Problem requirements
Transcribe the records that follow in their entirety, omitting any pictures.

[Entries from a point annotation set]
++++

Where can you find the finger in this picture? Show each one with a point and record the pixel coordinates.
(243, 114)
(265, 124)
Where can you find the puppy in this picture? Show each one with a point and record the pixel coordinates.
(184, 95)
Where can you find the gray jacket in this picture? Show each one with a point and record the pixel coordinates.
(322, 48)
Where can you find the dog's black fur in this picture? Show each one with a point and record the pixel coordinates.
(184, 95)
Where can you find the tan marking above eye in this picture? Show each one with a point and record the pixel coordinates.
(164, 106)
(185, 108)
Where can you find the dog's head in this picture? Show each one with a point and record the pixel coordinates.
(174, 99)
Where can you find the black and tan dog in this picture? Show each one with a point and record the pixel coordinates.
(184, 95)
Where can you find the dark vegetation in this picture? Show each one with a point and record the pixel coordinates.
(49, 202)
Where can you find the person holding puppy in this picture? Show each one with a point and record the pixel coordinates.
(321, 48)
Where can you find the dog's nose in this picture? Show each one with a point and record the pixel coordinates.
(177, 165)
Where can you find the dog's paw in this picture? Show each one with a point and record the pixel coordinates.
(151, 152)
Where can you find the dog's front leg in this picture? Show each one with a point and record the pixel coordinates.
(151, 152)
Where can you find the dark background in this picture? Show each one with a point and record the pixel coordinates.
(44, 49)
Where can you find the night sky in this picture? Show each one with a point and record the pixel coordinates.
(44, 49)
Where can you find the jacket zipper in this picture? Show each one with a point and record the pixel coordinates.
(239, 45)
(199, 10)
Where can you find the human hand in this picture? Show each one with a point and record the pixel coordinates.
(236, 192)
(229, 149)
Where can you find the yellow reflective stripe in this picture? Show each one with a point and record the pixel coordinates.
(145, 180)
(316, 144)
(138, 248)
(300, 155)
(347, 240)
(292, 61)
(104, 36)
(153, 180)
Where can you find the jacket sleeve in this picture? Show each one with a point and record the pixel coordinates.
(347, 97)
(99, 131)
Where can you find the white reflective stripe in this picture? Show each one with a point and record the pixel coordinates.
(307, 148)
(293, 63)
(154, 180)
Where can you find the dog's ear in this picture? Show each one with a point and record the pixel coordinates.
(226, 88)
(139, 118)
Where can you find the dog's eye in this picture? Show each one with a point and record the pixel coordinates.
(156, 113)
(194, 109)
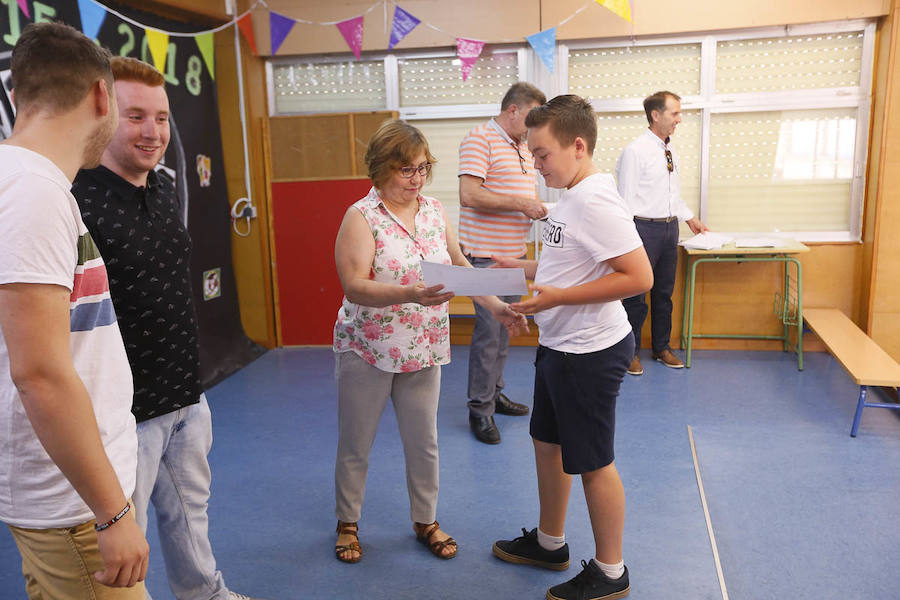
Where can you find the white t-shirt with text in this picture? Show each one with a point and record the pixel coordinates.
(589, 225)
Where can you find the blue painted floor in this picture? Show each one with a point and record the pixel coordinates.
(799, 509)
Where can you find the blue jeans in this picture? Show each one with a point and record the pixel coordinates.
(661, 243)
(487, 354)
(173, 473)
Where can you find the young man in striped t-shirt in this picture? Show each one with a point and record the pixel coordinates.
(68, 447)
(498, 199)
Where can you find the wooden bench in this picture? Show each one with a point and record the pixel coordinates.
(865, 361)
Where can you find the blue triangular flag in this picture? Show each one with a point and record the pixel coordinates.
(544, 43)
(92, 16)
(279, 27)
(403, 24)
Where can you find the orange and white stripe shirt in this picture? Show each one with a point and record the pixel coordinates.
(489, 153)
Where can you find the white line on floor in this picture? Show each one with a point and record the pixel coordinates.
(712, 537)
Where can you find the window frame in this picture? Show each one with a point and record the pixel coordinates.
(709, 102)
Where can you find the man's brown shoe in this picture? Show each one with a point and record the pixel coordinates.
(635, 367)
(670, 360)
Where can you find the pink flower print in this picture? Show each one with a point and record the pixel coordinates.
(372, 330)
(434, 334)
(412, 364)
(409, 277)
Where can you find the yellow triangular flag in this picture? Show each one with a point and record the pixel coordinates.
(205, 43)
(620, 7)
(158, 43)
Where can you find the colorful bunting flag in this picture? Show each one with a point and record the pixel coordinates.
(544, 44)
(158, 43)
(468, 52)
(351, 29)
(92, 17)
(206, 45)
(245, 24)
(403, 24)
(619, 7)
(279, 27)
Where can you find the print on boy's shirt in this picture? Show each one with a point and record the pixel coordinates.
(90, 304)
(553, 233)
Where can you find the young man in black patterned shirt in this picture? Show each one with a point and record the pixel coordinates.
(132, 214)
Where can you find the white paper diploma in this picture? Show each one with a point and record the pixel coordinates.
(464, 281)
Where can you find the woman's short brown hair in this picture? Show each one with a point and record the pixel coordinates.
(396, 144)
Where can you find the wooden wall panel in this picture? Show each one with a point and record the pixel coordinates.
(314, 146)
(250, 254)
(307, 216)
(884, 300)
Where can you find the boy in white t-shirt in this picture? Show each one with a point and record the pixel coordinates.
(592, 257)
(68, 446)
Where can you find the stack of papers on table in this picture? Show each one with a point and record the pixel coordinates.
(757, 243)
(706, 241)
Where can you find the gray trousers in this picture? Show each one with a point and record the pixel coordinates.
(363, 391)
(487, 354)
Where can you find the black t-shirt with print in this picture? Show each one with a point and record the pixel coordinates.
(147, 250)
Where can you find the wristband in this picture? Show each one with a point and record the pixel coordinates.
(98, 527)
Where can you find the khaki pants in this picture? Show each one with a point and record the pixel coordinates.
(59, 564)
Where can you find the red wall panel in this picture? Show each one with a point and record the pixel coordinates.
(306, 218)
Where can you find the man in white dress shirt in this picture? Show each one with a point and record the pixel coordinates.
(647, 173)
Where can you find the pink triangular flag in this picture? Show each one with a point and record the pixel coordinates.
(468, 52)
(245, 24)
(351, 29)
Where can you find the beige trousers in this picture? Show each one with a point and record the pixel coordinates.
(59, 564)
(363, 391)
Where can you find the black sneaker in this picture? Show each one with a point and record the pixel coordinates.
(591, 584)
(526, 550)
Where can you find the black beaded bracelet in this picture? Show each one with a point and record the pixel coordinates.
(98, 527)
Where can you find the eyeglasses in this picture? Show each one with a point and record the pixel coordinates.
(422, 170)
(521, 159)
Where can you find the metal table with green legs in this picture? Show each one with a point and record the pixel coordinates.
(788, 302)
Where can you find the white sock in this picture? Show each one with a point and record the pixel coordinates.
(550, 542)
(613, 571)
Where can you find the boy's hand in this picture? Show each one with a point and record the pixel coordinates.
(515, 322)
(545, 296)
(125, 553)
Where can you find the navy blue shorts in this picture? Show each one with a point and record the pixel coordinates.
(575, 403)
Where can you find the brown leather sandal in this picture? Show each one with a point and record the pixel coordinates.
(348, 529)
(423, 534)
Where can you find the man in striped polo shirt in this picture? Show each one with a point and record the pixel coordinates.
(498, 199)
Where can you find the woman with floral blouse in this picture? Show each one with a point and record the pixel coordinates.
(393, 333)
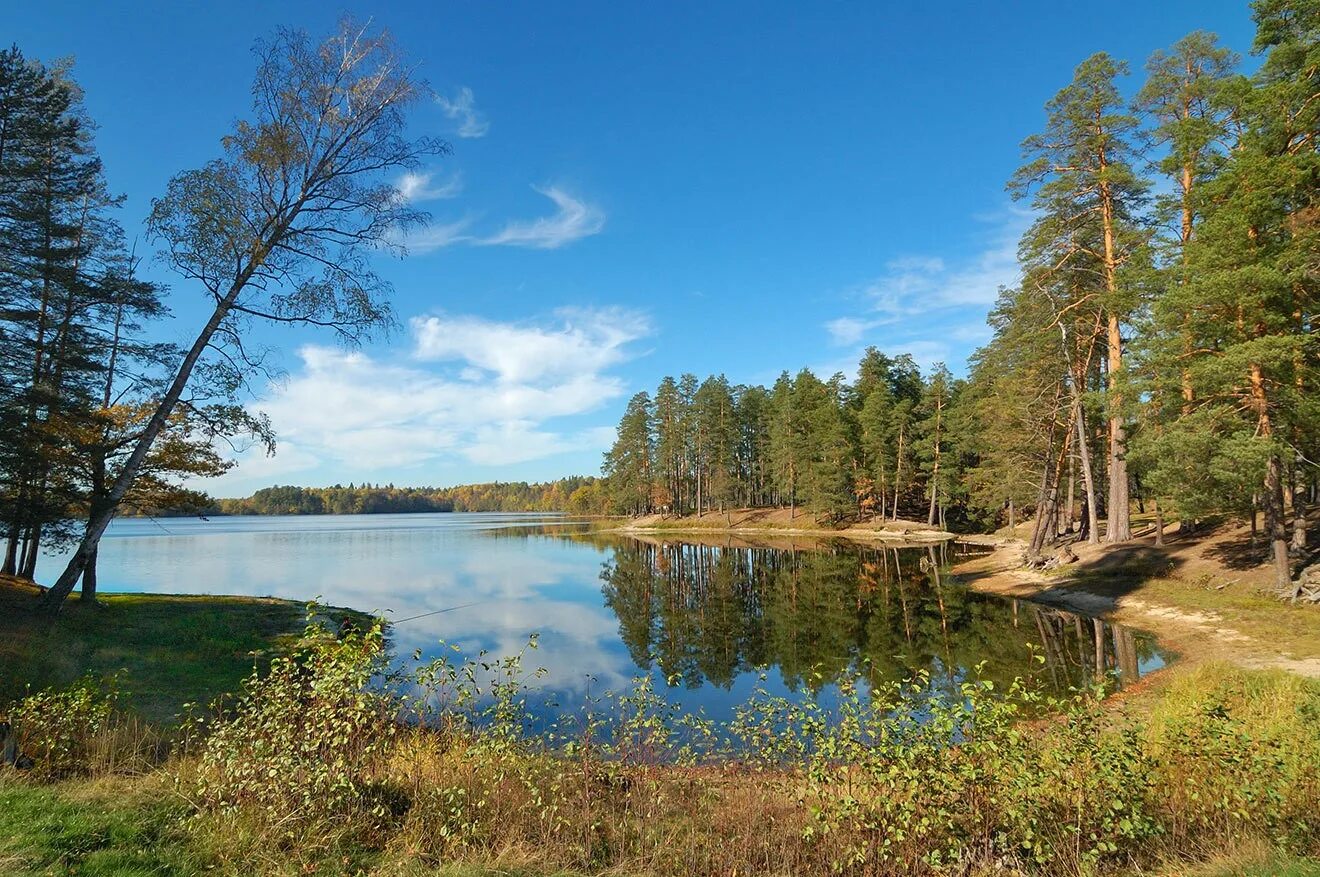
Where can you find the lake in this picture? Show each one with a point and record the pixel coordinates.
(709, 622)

++++

Exercise output
Where can you find the finger in this picture? Show each one with a point and record the pixel coordinates.
(243, 114)
(265, 124)
Where can you find the puppy in this picture? Show each one with a point and record the pixel coordinates.
(184, 95)
Where can you find the gray jacket in this picture? Show each one with a point and record the pixel coordinates.
(322, 48)
Where can you find the dog's black fur in this picture? Show each one with a point and record the pixel coordinates.
(184, 95)
Where can you find the tan marking above eye in this picture? Show each one with a point and record the pixel coordinates.
(164, 106)
(185, 108)
Where can you find the dog's head in this picture? Show each one with a point and record the pixel coordinates.
(174, 99)
Where can you find the black and tan dog in this picture? Show each one with a point and record the pixel coordinates.
(184, 95)
Where can you find the dark vegetation in this picture? Show each one with a point and record the pixel coordinates.
(49, 202)
Where can you find the person holding puppy in this picture? Show each one with a point and record the pixel coordinates.
(321, 48)
Where can you find the dog's nose in this picture? Show each one with a point and record the pixel coordinates.
(177, 165)
Where can you find the dog's paw in this picture? Show each one with a point and record the pixel coordinates.
(151, 152)
Where can you find the dog's front leg in this picture? Show each one with a point and record the pixel coordinates.
(151, 152)
Where can you find the dark background in this picture? Show each one with a point and record the pixel coordinates.
(44, 49)
Where can you find the night sky in this picture? Show each one with a point and record the pixel coordinates.
(44, 49)
Where can you find the jacket zipper in this picture? Show each one with a point and record the pixel coordinates.
(239, 45)
(199, 10)
Where can you find the human hand in this picture? Show each one with a point and record the pixel coordinates.
(236, 192)
(229, 149)
Where can you find the yellow reflective stripe in this picture? Show each one with a point and record the pixel coordinates.
(145, 180)
(316, 144)
(138, 248)
(300, 155)
(347, 240)
(292, 61)
(104, 36)
(153, 180)
Where can you find the jacket sleeve in this picture? Show each one with a point and record the pixel coordinates.
(347, 97)
(99, 131)
Where can you find the white reflective stripe in this picture? Show each one with a point and record the pixel coordinates.
(307, 148)
(293, 63)
(154, 180)
Where can you find the dog's ear in this picture? Show each one with a point and record the pixel coordinates.
(226, 88)
(139, 118)
Where can you find the dog's eye in this picture? Show each one with a point and record the pixel coordinates.
(156, 113)
(194, 109)
Where can you find the white t-shirt with text in this picture? Show each one with a point and record the pixel coordinates.
(589, 225)
Where can you find the blue painted floor in this picture? Show each one with a point and record the pixel coordinates.
(799, 509)
Where can you find the blue jeans in this picture? Show each one with a point and record the pixel coordinates.
(661, 243)
(487, 354)
(173, 473)
Where can you find the young man in striped t-shirt in this picture? Show each one with a point and record the pixel coordinates.
(68, 447)
(498, 199)
Where can you find the wooden bench in this picture? Show each one with a point and record the pixel coordinates.
(865, 361)
Where can you find the blue triangular flag in this picture? Show each one with a point and record the pixel coordinates.
(544, 43)
(92, 16)
(279, 27)
(403, 24)
Where can you find the orange and white stripe shirt in this picture? Show each one with a point and record the pixel coordinates.
(489, 153)
Where can you find the white line on floor in this picture? Show each one with a point and record the pixel coordinates.
(712, 537)
Where can you find the window frame in this picture? Show each one with a point and record the pixel coordinates.
(709, 102)
Where can you find the man's brown shoe in this picture? Show each one with a point and record the pixel coordinates.
(635, 367)
(670, 360)
Where can you find the pink flower print in this picture? Show each one with a point and record the pixel coordinates.
(372, 330)
(434, 334)
(412, 364)
(409, 277)
Where can you find the yellow triangular flag in this picture? Show each one with a point and record the pixel coordinates.
(205, 43)
(620, 7)
(158, 43)
Where can you find the colorful bunting flag in this picture? Show each one with a point and record the pixel coordinates.
(544, 44)
(158, 43)
(468, 52)
(351, 29)
(92, 17)
(206, 45)
(245, 24)
(403, 24)
(619, 7)
(279, 27)
Where can you find the print on boy's shirt in this picture? Show each one with a point and record the pixel coordinates.
(90, 304)
(553, 233)
Where can you find the young man in black patterned shirt in this picture? Show each one with a point and record the pixel coordinates.
(132, 214)
Where can you find the white paper diploma in this picture? Show each one with a point and record the pixel coordinates.
(464, 281)
Where can you find the woman's short brown hair in this picture? Show each one with a point and record the pixel coordinates.
(396, 144)
Where can you find the wooden wall panel in this picture? Show each one with a point and record the pixel coordinates.
(314, 146)
(250, 254)
(307, 216)
(884, 300)
Where can you find the boy in white t-shirt in this picture? Show each one with a point and record the pixel coordinates.
(592, 257)
(68, 446)
Where can you find the stack of papers on table in this picture? Show each one with a point and record the pixel coordinates.
(757, 243)
(706, 241)
Where can you find the gray trousers in this picture? Show each one with a point and record the pixel coordinates.
(363, 391)
(487, 354)
Where can you find the black t-shirt with print in this picture? Show each one with a point and record the pixel coordinates.
(147, 250)
Where can you find the wristband in this picture? Show each one with a point and record the pixel coordinates.
(98, 527)
Where can you find the khaki pants in this picture? Show each one with a point and record the pixel coordinates.
(59, 564)
Where can you find the red wall panel in this picture? Show each one with a point and record the pixel coordinates.
(306, 218)
Where can you find the man in white dress shirt in this picture? Show each one with a point and record the pixel coordinates.
(647, 173)
Where can you find the pink triangular flag in this picture? Show each one with a point and record the pixel coordinates.
(468, 52)
(245, 24)
(351, 29)
Where can you find the beige trousers in this picture? Show each one with a point and record the pixel coordinates.
(59, 564)
(363, 391)
Where can you find the black sneaker in this picture? Show each one with a point and record the pixel coordinates.
(591, 584)
(526, 550)
Where can you find the black beaded bracelet in this picture? Show each one with a point and record the pixel coordinates.
(98, 527)
Where can you find the eyeglasses in this picture? Show each one with a point and record the pixel coordinates.
(422, 170)
(521, 159)
Where can you find the metal table with green legs in this picture? Show each one with a point and record the pixel coordinates.
(788, 302)
Where can you find the white sock in this picture? Show each one with a point and record the pixel coordinates.
(550, 542)
(613, 571)
Where can you find the boy's hand in this picture? Show each one with a point and record the pixel coordinates.
(515, 322)
(545, 296)
(125, 553)
Where can you find the navy blue shorts in this picture? Show each one with a point and record the pixel coordinates.
(575, 403)
Where can you find the brown leather sandal in this picture? Show each one with a point and record the pixel coordinates.
(348, 529)
(423, 534)
Where can you find the man in striped polo shirt in this picture? Show each one with a point and record the pixel coordinates.
(498, 199)
Where can you find the woman with floral blouse in this picture? Show each one with a point and record the pixel coordinates.
(393, 333)
Where can you find the lake in this picture? Show each one with a point and record the pixel coordinates.
(709, 622)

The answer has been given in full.